*** Block opens ***
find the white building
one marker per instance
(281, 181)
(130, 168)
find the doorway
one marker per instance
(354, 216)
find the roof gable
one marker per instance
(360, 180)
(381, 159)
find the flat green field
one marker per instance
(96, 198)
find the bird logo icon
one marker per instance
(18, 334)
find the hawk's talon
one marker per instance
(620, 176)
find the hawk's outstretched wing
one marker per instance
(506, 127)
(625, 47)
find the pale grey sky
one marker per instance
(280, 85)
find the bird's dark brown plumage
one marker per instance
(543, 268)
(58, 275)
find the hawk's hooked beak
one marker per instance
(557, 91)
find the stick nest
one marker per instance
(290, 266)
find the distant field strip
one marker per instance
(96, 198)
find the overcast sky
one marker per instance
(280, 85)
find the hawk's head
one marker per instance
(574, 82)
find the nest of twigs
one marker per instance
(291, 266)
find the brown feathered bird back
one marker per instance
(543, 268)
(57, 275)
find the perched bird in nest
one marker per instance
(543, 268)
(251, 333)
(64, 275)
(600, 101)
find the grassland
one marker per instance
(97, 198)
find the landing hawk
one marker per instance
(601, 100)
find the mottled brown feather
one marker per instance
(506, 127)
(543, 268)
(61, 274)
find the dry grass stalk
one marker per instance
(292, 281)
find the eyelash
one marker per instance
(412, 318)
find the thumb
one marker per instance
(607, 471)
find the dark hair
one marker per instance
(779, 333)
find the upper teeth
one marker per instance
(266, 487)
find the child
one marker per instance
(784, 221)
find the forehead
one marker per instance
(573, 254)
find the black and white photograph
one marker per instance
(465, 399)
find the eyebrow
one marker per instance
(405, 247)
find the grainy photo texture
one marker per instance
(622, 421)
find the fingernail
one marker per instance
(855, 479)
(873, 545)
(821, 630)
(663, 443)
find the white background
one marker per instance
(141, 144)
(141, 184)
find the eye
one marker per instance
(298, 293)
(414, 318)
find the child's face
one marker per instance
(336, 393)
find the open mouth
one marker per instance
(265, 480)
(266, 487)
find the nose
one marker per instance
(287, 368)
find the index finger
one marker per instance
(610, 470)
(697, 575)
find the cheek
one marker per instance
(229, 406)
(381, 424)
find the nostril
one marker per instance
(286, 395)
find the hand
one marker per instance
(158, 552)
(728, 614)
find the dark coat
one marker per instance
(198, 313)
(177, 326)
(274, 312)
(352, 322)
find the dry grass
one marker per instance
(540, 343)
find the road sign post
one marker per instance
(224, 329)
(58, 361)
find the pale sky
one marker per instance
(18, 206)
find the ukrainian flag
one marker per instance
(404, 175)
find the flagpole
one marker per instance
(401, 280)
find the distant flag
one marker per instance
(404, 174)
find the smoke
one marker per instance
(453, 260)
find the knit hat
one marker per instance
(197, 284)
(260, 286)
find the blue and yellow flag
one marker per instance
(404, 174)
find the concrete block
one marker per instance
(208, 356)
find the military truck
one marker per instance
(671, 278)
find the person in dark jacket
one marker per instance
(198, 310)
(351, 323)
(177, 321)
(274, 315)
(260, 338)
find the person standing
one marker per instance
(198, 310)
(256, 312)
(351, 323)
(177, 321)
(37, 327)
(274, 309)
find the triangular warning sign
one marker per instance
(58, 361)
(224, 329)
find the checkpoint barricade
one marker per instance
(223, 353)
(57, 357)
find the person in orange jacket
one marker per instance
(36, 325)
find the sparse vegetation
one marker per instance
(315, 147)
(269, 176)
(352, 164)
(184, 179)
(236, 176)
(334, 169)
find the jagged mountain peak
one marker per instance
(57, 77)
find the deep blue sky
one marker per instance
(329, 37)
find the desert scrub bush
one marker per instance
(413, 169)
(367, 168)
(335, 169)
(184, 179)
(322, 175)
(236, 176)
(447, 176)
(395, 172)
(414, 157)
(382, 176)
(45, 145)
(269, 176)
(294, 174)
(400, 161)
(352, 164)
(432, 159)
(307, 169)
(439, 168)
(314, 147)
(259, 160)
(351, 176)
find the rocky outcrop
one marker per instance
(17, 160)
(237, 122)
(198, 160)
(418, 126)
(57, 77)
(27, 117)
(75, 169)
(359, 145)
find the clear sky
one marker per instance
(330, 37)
*** Block closes ***
## [YOUR INSTRUCTIONS]
With nothing added or left out, print the data again.

## [EXPECTED OUTPUT]
find the white building
one marker per instance
(281, 181)
(130, 168)
find the doorway
one marker per instance
(354, 216)
find the roof gable
one marker per instance
(360, 180)
(381, 159)
find the flat green field
one marker per instance
(96, 198)
find the bird logo icon
one marker per instance
(18, 334)
find the hawk's talon
one marker per instance
(620, 176)
find the hawk's outstretched wing
one marker per instance
(506, 127)
(625, 47)
find the pale grey sky
one marker per instance
(280, 85)
find the bird's dark brown plumage
one marker per instance
(543, 268)
(58, 275)
find the hawk's hooked beak
one marker per instance
(557, 91)
find the stick nest
one marker per instance
(290, 266)
find the distant field strip
one marker per instance
(96, 198)
find the overcast sky
one marker per instance
(280, 85)
find the hawk's head
one marker per instance
(574, 82)
find the nest of twigs
one marker per instance
(291, 266)
find the brown feathered bird back
one marker per instance
(543, 268)
(57, 275)
find the perched bird in nest
one marker per instance
(543, 268)
(251, 333)
(64, 275)
(600, 101)
find the grassland
one marker per instance
(97, 198)
find the landing hawk
one marker per instance
(601, 100)
find the mottled brown feather
one marker per instance
(506, 127)
(543, 268)
(61, 274)
find the dry grass stalk
one marker per instance
(292, 281)
find the eyelash
one marker per instance
(412, 318)
find the thumb
one marker per instance
(607, 471)
find the dark hair
one marker per instance
(779, 333)
find the upper teeth
one marker per instance
(266, 487)
find the child
one marker per instance
(784, 221)
find the forehead
one marker per instance
(573, 254)
find the black and white photograph
one marker per instance
(465, 399)
find the eyebrow
one marker per instance
(405, 247)
find the grainy photo texture
one marker per instance
(622, 421)
find the fingernail
one marker per instance
(855, 479)
(873, 545)
(821, 630)
(663, 443)
find the white background
one marker per instance
(141, 144)
(141, 184)
find the eye
one marker per instance
(298, 293)
(414, 318)
find the child's face
one marker per instance
(336, 393)
find the open mouth
one marker per instance
(265, 480)
(266, 487)
find the nose
one marker per instance
(287, 368)
find the index finger
one marker per instance
(610, 470)
(697, 575)
find the cheek
one marker per instance
(229, 406)
(381, 424)
find the nostril
one marker per instance
(286, 395)
find the hand
one marker per instance
(158, 552)
(728, 614)
find the dark coat
one marker per instance
(198, 313)
(177, 326)
(274, 312)
(352, 322)
find the dry grass
one marker per instance
(540, 343)
find the road sign post
one marker per instance
(224, 329)
(58, 361)
find the pale sky
one marker per instance
(18, 206)
find the ukrainian flag
one marker per instance
(404, 175)
find the flagpole
one marker per instance
(401, 280)
find the distant flag
one marker per instance
(404, 174)
find the smoke
one marker per instance
(453, 260)
find the knit hat
one marker per instance
(197, 284)
(260, 286)
find the blue and yellow flag
one marker per instance
(404, 174)
find the concrete block
one marker per instance
(208, 356)
find the military truck
one marker per instance
(671, 278)
find the person in dark jacket
one marker per instance
(198, 310)
(351, 323)
(177, 321)
(274, 315)
(260, 338)
find the person standing
one marker per instance
(198, 310)
(256, 312)
(351, 323)
(177, 321)
(37, 327)
(274, 309)
find the triangular warning sign
one marker per instance
(58, 361)
(224, 329)
find the checkpoint barricade
one marker per instance
(223, 353)
(57, 357)
find the person in orange jacket
one marker per instance
(36, 325)
find the sparse vegetation
one marker per instance
(315, 147)
(269, 176)
(352, 164)
(184, 179)
(236, 176)
(334, 169)
find the jagged mountain peak
one marker per instance
(57, 77)
find the deep blue sky
one marker per instance
(329, 37)
find the desert scrub bush
one marker per instance
(413, 169)
(367, 168)
(335, 169)
(184, 179)
(322, 175)
(236, 176)
(447, 176)
(395, 172)
(414, 157)
(382, 176)
(45, 145)
(269, 176)
(294, 174)
(400, 161)
(352, 164)
(432, 159)
(307, 169)
(439, 168)
(314, 147)
(259, 160)
(351, 176)
find the rocky outcrop
one marker per instance
(17, 160)
(237, 122)
(198, 160)
(418, 126)
(57, 77)
(27, 117)
(75, 169)
(359, 145)
find the clear sky
one marker per instance
(330, 37)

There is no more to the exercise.